PROVIDED TEXT:
From Beginner to Expert: How Code Evolves – Part 1

What separates a coding beginner from an expert? Is it sheer knowledge or something more? After observing the actual coding on coderbyte (a platform to evaluate candidates’ coding) of both groups tackling the same challenge lab during our The Network to Code University (NTCU) program and comparing it to some internal experts doing the same challenge, a surprising answer emerged. It wasn’t necessarily all experience, but rather some basic challenges. We saw firsthand how subtle differences in approach could lead to dramatically different outcomes. In this three-part series, I’ll share these insightful observations from the NTCU program.

In this post, we will be starting with the often-overlooked fundamental issues that trip up beginners.

This is not intended to be a replacement for the many beginner mistakes articles and blogs you can read, but instead, a practical observation of what approaches beginners and experts have taken to the same exact challenge

Everything comes from something.. except when it doesn’t

Examples taken from the internet will often start with the presumption of existing code. Let’s take an example from two code snippets from Stack Overflow. The question

net_connect.send_command('save config')
net_connect.send_command('y')

and the answer

net_connect.save_config() 

Running any of these code snippets will result in a name error. 

>>> net_connect.send_command('save config')
Traceback (most recent call last):
  File "<stdin>", line 1, in <module>
NameError: name 'net_connect' is not defined
>>>

For beginners, this is a bit confusing. This is compounded in that even though there is not a single function, class, or method called net_connect, it is likely well understood by those familiar with Netmiko. If you look at this sample code taken from one of Netmiko’s examples, you will see why.

#!/usr/bin/env python
from netmiko import ConnectHandler
from getpass import getpass

cisco1 = {
    "device_type": "cisco_ios",
    "host": "cisco1.lasthop.io",
    "username": "pyclass",
    "password": getpass(),
    "session_log": "output.txt",
}

# Show command that we execute
command = "show ip int brief"
with ConnectHandler(**cisco1) as net_connect:
    output = net_connect.send_command(command)

As you can see, net_connect is just a convention often used but not required. If you are not familiar with the code, it can be nearly impossible to understand the Stack Overflow answer, even if it directly addresses your question.

As noted, there is an exception, that everything comes from something. Let’s take a step back and talk about three types of libraries. 

  1. Python Built-in Functions – These are the functions that are always loaded and available, and thus the exception of not being explicitly defined.
  2. Python Standard Library – These are libraries that come by default with Python, but are not automatically loaded.
  3. Third-Party Libraries – These are libraries that are outside of the core Python ecosystem. Generally speaking, they are hosted on PyPI.

INFORMATION PROVIDED:

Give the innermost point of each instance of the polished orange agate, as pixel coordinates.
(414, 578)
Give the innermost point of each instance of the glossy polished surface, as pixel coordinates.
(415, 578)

SET PROBLEM: Write out the passage of the beginner-to-expert coding article from "and the answer" up to and including "will see why.", word for word.

RESULT OF THIS TASK:
and the answer

net_connect.save_config() 

Running any of these code snippets will result in a name error. 

>>> net_connect.send_command('save config')
Traceback (most recent call last):
  File "<stdin>", line 1, in <module>
NameError: name 'net_connect' is not defined
>>>

For beginners, this is a bit confusing. This is compounded in that even though there is not a single function, class, or method called net_connect, it is likely well understood by those familiar with Netmiko. If you look at this sample code taken from one of Netmiko’s examples, you will see why.